— START DATASET CONTENT —
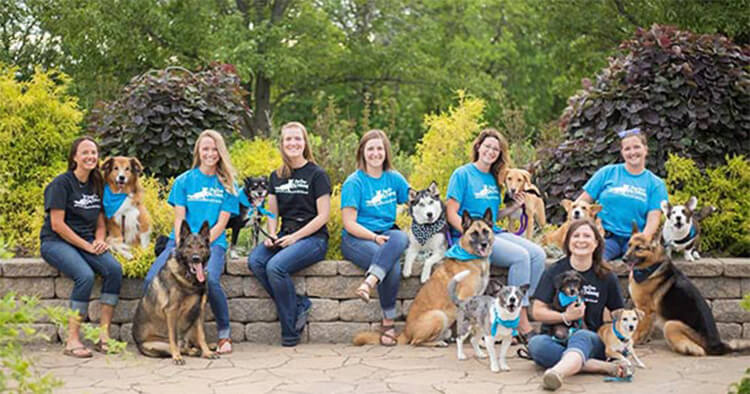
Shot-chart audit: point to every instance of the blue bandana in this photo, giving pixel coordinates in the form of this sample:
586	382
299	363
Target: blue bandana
459	253
505	323
112	201
565	299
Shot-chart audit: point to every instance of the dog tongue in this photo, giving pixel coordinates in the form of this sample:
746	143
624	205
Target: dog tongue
198	267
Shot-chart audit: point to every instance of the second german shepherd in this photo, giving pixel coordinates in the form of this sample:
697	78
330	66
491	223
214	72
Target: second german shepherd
432	312
664	293
175	303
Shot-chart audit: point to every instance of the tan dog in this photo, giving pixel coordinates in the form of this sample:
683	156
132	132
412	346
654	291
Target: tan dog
432	312
518	180
578	209
129	224
618	335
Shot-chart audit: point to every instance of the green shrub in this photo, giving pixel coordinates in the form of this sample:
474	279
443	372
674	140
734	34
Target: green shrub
447	143
727	188
38	122
256	157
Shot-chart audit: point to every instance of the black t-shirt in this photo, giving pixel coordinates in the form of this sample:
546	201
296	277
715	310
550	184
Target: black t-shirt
80	202
296	196
597	293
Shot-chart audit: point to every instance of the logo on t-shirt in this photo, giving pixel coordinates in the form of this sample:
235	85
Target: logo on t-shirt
630	191
207	194
293	186
87	201
382	197
590	294
488	192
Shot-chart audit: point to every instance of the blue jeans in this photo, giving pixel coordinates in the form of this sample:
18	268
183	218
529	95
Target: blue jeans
381	261
81	266
546	351
216	296
273	268
525	259
615	246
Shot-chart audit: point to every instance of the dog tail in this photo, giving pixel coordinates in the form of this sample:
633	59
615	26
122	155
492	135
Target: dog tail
454	282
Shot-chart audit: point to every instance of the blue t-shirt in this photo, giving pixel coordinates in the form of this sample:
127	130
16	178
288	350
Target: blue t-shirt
375	199
475	191
204	198
625	197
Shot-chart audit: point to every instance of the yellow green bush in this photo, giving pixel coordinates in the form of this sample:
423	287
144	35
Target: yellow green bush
727	188
254	157
447	143
38	121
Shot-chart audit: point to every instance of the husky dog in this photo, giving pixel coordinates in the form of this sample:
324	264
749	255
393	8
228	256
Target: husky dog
428	229
682	228
489	317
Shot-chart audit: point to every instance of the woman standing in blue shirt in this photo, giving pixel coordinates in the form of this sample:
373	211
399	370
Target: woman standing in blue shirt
626	192
474	187
370	237
207	192
300	194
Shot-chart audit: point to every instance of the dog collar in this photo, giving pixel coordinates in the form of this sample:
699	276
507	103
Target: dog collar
505	323
565	299
459	253
639	275
112	201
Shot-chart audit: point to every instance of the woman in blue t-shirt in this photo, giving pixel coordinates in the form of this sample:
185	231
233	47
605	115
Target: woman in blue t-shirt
73	241
474	187
207	192
583	350
626	192
370	237
300	194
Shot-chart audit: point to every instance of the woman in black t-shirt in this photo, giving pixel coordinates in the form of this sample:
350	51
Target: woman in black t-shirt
583	350
73	241
301	194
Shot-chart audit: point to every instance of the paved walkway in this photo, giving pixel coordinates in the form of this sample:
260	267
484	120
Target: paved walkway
318	368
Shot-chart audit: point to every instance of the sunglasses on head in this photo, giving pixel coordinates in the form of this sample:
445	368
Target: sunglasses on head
629	132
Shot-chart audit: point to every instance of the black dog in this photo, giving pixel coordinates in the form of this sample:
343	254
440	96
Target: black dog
255	191
568	286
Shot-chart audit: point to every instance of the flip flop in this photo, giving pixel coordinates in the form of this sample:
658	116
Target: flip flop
385	333
76	352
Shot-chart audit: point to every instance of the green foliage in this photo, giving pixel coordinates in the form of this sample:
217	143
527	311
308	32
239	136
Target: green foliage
688	93
159	115
17	373
256	157
727	188
447	143
38	121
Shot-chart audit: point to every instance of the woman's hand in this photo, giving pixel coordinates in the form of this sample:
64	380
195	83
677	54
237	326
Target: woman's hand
574	311
380	239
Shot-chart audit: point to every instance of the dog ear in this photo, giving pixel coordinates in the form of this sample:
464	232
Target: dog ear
136	165
692	203
107	165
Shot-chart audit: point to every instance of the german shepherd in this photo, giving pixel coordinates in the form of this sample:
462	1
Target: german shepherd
432	312
663	292
175	303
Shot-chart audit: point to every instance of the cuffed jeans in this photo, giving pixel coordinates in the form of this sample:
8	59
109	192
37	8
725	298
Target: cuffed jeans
273	269
382	261
81	266
216	296
524	258
546	351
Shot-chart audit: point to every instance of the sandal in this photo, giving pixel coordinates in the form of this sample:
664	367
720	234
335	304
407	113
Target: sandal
363	291
78	352
385	332
220	346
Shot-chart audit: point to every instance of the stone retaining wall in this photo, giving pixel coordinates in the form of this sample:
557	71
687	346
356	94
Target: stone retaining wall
336	314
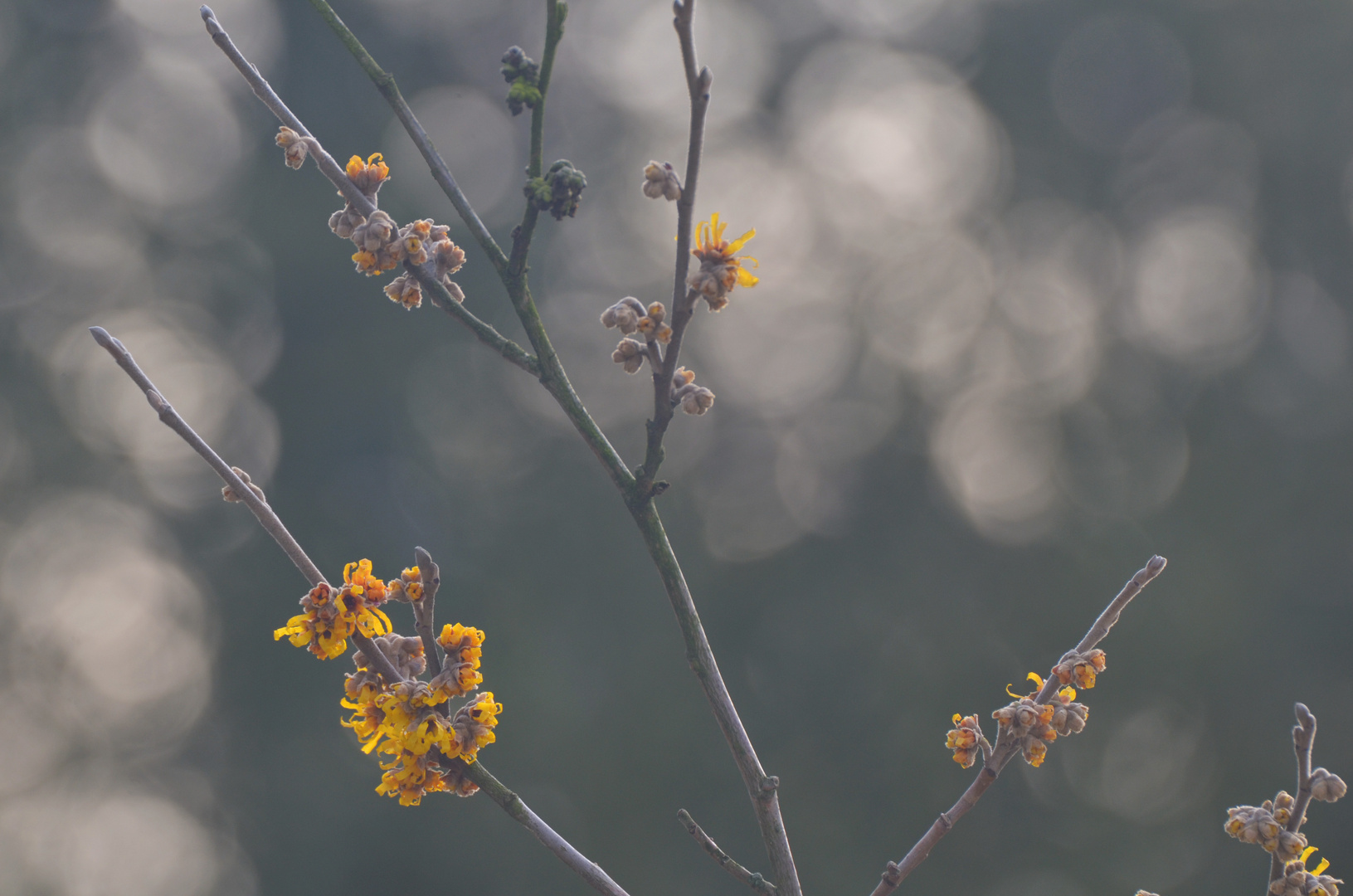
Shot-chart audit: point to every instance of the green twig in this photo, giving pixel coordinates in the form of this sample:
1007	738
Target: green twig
386	84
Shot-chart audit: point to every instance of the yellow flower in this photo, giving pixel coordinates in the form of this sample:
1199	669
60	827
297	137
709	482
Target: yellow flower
720	265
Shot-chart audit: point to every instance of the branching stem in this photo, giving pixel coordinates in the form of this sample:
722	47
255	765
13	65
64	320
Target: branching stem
724	859
1007	747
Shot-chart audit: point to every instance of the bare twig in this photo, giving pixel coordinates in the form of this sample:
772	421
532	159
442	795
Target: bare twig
386	84
513	804
587	869
761	788
1007	747
171	418
338	178
684	298
707	842
1303	739
424	621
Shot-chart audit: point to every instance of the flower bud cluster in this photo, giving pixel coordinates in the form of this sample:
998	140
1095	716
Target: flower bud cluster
660	182
720	268
229	494
559	191
523	75
965	739
330	617
1080	668
460	668
407	722
294	145
382	244
1297	881
1265	825
1030	724
692	398
1327	786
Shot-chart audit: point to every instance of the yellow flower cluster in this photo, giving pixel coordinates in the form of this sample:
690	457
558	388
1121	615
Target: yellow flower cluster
1265	825
1297	881
720	265
1080	668
965	739
330	619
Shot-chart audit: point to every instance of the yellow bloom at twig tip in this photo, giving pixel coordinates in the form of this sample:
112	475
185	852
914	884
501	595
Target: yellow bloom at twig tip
720	265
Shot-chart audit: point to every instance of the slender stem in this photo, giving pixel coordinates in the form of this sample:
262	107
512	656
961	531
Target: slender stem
684	299
761	788
338	178
171	418
264	92
1007	747
513	804
424	608
1303	739
443	299
386	84
708	844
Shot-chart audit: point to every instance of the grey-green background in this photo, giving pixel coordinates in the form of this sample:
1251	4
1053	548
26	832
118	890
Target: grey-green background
1046	287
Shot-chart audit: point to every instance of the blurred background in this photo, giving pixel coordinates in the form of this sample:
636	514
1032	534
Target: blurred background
1046	287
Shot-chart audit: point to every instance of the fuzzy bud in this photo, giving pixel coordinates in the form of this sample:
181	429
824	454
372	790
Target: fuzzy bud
229	494
1327	786
630	355
660	182
405	290
294	145
624	315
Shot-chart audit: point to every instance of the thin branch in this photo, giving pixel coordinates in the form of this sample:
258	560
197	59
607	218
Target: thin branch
684	298
708	844
1007	747
761	788
424	606
513	804
386	84
587	869
171	418
1303	739
338	178
441	298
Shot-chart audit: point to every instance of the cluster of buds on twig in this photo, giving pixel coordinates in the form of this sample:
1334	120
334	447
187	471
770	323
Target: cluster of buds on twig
1267	825
1027	723
1297	881
229	494
382	244
559	191
1080	668
523	75
966	741
660	182
330	617
645	332
407	720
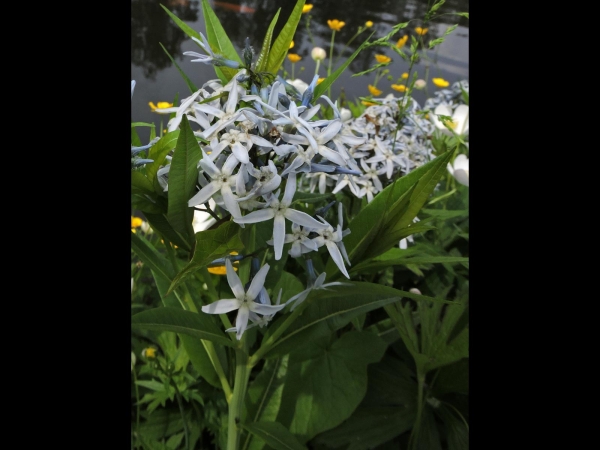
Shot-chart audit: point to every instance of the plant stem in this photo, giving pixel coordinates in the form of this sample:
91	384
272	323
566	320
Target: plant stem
414	436
242	374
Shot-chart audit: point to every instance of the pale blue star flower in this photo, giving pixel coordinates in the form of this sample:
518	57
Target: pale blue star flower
244	300
279	211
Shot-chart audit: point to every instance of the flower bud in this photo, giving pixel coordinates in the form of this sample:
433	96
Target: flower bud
420	84
318	54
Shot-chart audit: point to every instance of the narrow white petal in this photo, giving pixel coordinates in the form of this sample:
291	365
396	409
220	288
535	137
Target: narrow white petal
258	282
265	309
256	216
204	194
241	321
290	189
334	251
221	306
234	281
278	235
303	219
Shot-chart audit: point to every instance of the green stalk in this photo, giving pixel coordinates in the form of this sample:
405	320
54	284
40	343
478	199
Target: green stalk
414	436
242	375
271	341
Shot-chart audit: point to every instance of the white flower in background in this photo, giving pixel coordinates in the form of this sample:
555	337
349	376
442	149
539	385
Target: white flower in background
203	220
460	169
279	211
460	119
222	180
318	54
300	85
345	114
243	301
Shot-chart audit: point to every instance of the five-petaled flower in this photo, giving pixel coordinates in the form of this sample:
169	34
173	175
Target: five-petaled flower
335	24
402	41
243	301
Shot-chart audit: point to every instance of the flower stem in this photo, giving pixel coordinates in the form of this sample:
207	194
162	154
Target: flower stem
242	375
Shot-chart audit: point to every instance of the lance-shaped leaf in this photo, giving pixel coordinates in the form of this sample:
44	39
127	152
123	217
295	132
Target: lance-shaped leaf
151	257
275	435
392	209
438	343
327	381
198	325
158	153
183	177
327	82
160	223
263	399
282	43
210	245
192	87
263	57
329	310
219	42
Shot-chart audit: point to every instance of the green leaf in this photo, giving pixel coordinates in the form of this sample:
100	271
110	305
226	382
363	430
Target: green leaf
378	265
194	347
160	223
150	256
192	87
219	42
140	183
392	209
275	435
198	325
330	310
210	245
323	391
261	62
387	410
183	177
263	399
327	82
159	151
282	43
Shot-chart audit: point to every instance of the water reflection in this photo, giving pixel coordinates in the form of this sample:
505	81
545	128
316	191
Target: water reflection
158	80
150	24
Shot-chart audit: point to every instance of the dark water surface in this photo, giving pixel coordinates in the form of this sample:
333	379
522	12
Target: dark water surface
157	79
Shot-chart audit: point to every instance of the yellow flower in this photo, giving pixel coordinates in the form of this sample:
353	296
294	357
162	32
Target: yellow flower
160	105
335	24
222	270
294	57
136	222
402	41
149	353
440	82
373	90
382	58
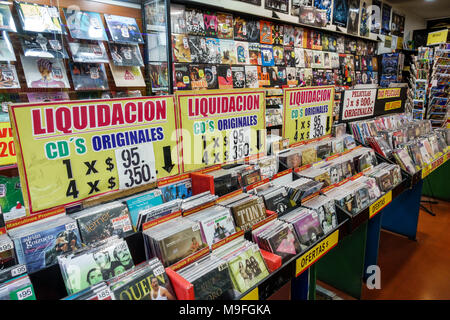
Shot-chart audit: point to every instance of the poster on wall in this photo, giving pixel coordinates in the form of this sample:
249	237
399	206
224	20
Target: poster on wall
307	113
353	17
220	126
83	149
340	13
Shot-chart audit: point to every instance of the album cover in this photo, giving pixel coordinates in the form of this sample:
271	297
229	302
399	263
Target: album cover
225	22
211	25
211	76
238	73
42	45
242	52
197	75
278	54
9	79
6	48
6	19
263	77
156	47
194	22
227	51
40	249
277	34
277	5
182	76
251	77
88	52
123	29
267	55
289	35
353	17
253	31
254	50
181	50
127	76
308	58
44	73
39	18
240	28
298	37
340	12
159	76
88	76
197	45
265	32
85	25
375	17
385	19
— END DATASET CONTENT —
### WHAT THIS TASK INVOLVES
Starting at the line that contains "Shot-chart audit: point to every instance of the poster" and ending at the end of the material, write those lines out again with "album cover" swapped for "record sleeve" and nothing else changed.

### ANSWER TO THIS TASK
Shot-chart audit: point to every instance of the poster on wall in this photo, giving pixel coordinates in the form of this sample:
249	237
399	206
224	20
Target: poster on wall
307	113
353	17
220	126
83	149
340	13
Shot-chart audit: point to every instance of the record sleeve in this photo, giving pixel coordinates in the form of this sample:
271	297
229	302
399	263
Target: record sleeve
225	22
211	25
211	76
238	73
42	45
242	52
197	75
278	54
9	79
6	48
6	19
263	77
156	47
194	22
227	51
40	249
277	34
277	5
182	76
251	77
88	52
123	29
267	55
289	35
353	17
253	31
254	50
181	50
127	76
308	58
44	73
39	18
240	28
298	37
340	12
159	76
88	76
197	45
265	32
85	25
375	17
385	19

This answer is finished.